--- 阅读节选 ---

基于光引发可控聚合诱导多重蛋白质组装体的仿生构筑

This project aims at the scientific problem of how to realize the precisely controllable and ordered assembly of biomacromolecules in micro scale, and its simulation on dynamic behavior transformation and multistage elaborate structure of cell. By taking advantage of the in situ photoinitiated RAFT polymerization strategy, combined with the targeting modified protein and bioorthogonal reaction, on the one hand, we want to establish a method to induce homogeneous or heterogeneous protein assembly with building blocks of clear structure by in situ photoinitiated RAFT polymerization from the view of structure design, and mainly focuses on exploring the influence of the biomacromolecules conformation changes on the assembly morphology; on the other hand, with polymerization as the driving force, to realize the dynamic behavior change such as fission and fusion of the microcapsule, especially study on the mechanism and influential factors; furthermore, by control on the different direction of the initiated graft polymerization, to achieve orientated polymerization on the homogeneous or heterogeneous microcapsule, which would simulate the multistage elaborate structure of cell, such as cytoskeleton, cell wall and core-shell structure. The successful implementation of this project will not only lay the foundation for the protein microcapsules to simulate relatively complex and advanced behavior of artificial cells, so as to fill the gap in this field especially for internal cell structure simulation and construction; it will also provide new ideas for the preparation of complex biomimetic materials with well-defined structure、regulated morphology and adjusted function.

--- 数据集记录 ---

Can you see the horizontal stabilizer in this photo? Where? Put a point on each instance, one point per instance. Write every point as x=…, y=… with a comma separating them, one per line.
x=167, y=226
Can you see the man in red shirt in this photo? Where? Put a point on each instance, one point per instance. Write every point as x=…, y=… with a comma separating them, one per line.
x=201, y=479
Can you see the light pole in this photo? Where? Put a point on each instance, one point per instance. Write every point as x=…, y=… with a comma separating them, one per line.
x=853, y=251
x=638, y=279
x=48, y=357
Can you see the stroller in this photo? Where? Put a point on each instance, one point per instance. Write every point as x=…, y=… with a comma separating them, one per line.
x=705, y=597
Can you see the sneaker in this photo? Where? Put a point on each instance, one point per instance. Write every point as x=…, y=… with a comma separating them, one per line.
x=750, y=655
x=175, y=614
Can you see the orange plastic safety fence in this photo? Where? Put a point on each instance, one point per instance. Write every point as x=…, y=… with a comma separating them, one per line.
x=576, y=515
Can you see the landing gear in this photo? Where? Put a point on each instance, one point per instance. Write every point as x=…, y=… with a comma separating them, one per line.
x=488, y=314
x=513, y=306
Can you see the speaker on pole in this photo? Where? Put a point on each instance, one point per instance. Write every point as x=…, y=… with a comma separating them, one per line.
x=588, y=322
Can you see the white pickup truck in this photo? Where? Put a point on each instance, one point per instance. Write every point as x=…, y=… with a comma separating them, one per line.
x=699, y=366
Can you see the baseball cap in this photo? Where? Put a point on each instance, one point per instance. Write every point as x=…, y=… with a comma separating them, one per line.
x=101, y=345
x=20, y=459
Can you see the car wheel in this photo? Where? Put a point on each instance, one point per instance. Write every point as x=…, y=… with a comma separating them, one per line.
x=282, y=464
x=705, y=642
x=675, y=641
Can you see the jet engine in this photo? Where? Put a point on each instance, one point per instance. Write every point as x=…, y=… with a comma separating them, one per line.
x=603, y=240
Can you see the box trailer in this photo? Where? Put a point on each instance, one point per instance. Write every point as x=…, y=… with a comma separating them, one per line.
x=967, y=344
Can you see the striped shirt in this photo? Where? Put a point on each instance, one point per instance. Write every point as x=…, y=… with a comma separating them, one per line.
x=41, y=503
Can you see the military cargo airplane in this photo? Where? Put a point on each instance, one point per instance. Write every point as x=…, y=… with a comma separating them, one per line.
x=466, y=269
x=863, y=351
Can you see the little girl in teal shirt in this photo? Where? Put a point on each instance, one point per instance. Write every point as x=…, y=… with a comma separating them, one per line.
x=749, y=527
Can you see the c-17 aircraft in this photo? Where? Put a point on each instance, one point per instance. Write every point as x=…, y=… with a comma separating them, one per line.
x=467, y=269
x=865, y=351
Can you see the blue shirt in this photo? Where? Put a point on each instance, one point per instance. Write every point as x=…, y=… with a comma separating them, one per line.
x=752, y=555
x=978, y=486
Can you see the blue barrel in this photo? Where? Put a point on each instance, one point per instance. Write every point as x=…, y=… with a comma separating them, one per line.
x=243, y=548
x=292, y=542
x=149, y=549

---

▸ 任务要求: 在关于光引发聚合诱导蛋白质组装的节选中，该项目拟通过定向聚合模拟细胞的哪些多级精细结构？

▸ 参考答案: 细胞骨架、细胞壁和核壳结构。